**Description of the task**
Repeat the stretch of entries below from the line with "target = paved walkway" through the line with "request = one point per instance of the grass". Include both ends and add nothing.
-- Opening Marker --
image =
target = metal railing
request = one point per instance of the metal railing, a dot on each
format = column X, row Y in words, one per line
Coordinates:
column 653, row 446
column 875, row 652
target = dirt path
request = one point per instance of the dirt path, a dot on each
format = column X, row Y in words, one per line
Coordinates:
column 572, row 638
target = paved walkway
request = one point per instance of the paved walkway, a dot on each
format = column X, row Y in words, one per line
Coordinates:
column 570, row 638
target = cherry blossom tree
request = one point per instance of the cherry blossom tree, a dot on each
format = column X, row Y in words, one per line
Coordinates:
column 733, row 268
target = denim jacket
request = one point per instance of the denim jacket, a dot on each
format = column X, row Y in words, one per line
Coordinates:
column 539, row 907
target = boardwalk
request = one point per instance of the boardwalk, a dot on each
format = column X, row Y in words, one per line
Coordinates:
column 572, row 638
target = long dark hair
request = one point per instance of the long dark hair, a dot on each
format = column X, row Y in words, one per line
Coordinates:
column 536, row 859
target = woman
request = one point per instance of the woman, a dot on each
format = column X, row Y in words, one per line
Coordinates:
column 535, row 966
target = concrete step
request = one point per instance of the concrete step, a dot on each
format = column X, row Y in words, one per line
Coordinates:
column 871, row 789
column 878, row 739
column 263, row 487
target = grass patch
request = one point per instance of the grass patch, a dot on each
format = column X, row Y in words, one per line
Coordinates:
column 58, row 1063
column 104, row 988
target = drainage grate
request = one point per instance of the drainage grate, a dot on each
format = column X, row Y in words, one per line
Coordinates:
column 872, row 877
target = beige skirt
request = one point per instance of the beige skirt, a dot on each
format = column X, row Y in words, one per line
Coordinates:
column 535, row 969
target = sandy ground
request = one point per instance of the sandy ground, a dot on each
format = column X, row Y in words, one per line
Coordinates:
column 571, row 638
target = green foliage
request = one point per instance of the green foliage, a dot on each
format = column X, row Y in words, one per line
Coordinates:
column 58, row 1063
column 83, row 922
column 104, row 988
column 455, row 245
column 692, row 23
-- Closing Marker --
**Result**
target = paved walkway
request = one point per instance of the paved walkway, a dot on each
format = column X, row Y in words, one per line
Coordinates:
column 570, row 638
target = cherry blossom tree
request = one point per instance of the cherry blossom tree, a dot on each
format = column X, row Y in words, one per line
Coordinates:
column 733, row 268
target = denim jacket
request = one point per instance of the denim jacket, a dot on each
format = column X, row Y in words, one per line
Coordinates:
column 539, row 907
target = boardwalk
request = one point per instance of the boardwalk, a dot on each
format = column X, row Y in words, one per line
Coordinates:
column 572, row 638
target = long dark hair
request = one point per instance of the long dark hair, a dot on each
format = column X, row Y in words, one per line
Coordinates:
column 536, row 859
target = woman
request = one point per instance of the woman, a dot on each
format = column X, row Y in words, one per line
Coordinates:
column 535, row 966
target = concrete step
request = one point per instance of the concrete step, a dot on each
format = column X, row Y in words, one per line
Coordinates:
column 871, row 789
column 878, row 739
column 263, row 487
target = grass patch
request = one point per instance of the grass patch, a dot on each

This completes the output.